= Given task =
Please write out the records again from the start through the line that contains "[17,344,629,427]", including that line. Offset every bounding box coordinate by adding 132 to it.

[Collected data entries]
◆ ◆ ◆ ◆

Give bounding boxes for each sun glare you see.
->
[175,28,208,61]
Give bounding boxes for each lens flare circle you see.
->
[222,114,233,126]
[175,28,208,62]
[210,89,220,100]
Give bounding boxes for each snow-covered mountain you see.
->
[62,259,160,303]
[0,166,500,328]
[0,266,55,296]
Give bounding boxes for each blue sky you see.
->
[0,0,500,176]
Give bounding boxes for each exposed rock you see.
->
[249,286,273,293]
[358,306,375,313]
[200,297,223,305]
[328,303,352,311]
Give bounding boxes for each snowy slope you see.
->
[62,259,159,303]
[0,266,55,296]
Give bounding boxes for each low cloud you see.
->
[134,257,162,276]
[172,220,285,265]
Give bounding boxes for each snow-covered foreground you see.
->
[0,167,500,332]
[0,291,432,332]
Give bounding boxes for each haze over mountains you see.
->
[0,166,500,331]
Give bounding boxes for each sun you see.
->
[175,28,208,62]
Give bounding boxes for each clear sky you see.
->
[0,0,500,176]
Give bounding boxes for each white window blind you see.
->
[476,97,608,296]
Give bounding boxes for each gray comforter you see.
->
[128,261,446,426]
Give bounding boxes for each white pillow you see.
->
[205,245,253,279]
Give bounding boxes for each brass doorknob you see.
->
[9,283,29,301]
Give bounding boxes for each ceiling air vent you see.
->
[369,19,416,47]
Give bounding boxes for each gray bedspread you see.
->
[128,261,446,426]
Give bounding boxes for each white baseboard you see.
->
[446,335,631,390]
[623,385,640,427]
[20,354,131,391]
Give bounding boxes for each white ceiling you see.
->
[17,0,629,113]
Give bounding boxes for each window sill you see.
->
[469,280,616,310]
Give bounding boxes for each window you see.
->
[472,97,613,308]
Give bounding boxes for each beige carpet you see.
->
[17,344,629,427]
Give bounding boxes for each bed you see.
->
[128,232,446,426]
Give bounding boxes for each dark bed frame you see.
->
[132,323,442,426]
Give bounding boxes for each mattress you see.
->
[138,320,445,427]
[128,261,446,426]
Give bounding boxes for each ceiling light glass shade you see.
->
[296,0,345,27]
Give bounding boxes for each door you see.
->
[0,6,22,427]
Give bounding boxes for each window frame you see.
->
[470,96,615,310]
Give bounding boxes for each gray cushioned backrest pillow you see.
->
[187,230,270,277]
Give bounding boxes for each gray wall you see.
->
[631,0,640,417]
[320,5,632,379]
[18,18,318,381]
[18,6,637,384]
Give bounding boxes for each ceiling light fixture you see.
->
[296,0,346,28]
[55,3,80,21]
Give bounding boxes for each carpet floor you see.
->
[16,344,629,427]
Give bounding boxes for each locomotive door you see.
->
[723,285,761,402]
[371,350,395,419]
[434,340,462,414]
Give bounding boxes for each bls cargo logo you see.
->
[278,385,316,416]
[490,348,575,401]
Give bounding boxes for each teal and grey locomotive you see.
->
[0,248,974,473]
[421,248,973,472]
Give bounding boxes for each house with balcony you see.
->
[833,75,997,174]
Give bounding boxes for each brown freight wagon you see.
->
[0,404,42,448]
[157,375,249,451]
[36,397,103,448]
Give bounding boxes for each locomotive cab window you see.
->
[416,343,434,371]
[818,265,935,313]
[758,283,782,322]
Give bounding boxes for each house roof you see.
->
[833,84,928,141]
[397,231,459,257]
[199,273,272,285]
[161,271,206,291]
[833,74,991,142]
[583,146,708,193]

◆ ◆ ◆ ◆

= Answer in full =
Give bounding boxes for each sun glare you see.
->
[307,160,340,193]
Give bounding boxes for each lens flare circle you see.
->
[354,246,365,258]
[307,160,340,194]
[342,221,352,232]
Give bounding boxes for each snow-covered mountain you see.
->
[194,391,292,435]
[132,298,632,460]
[132,398,187,428]
Give bounding boxes for each blue sky you see.
->
[132,132,632,308]
Give bounding boxes for each exposed rock you see.
->
[381,418,405,425]
[490,438,507,445]
[332,429,355,437]
[460,435,484,443]
Give bounding boxes for each snowy slope you see.
->
[194,391,291,435]
[132,398,187,428]
Give bounding boxes for each low cloud you see.
->
[266,389,294,408]
[304,352,417,397]
Give bounding boxes for each snow-covered foreground you see.
->
[132,299,632,464]
[132,423,564,464]
Give bounding boxes for each haze over mountains you see.
->
[132,298,632,463]
Give bounding boxes for each sun you see.
->
[307,160,340,194]
Give bounding boxes for each clear sky you see.
->
[132,132,632,308]
Give bounding boxes for each white window blind you see.
->
[608,229,740,428]
Give bounding boxes for each gray comforter you see.
->
[260,393,578,558]
Give bounding boxes for each white pillow you see.
->
[337,377,385,411]
Give bounding boxes for each brass doorknob you see.
->
[141,415,161,433]
Give bounding boxes for each ceiling air vent you see.
->
[501,151,548,179]
Give bounding boxes for each gray bedspread you see.
->
[260,393,578,558]
Give bounding boxes for each white baseboard you see.
->
[578,467,763,522]
[755,517,772,559]
[152,486,263,523]
Give bounding boxes for each white ceiling you see.
->
[149,132,761,245]
Give bounding boxes for each window sill you see.
->
[601,412,748,442]
Give bounding boxes for each window you see.
->
[604,229,745,440]
Give bounding boxes for each beige carpet you see.
->
[149,476,761,559]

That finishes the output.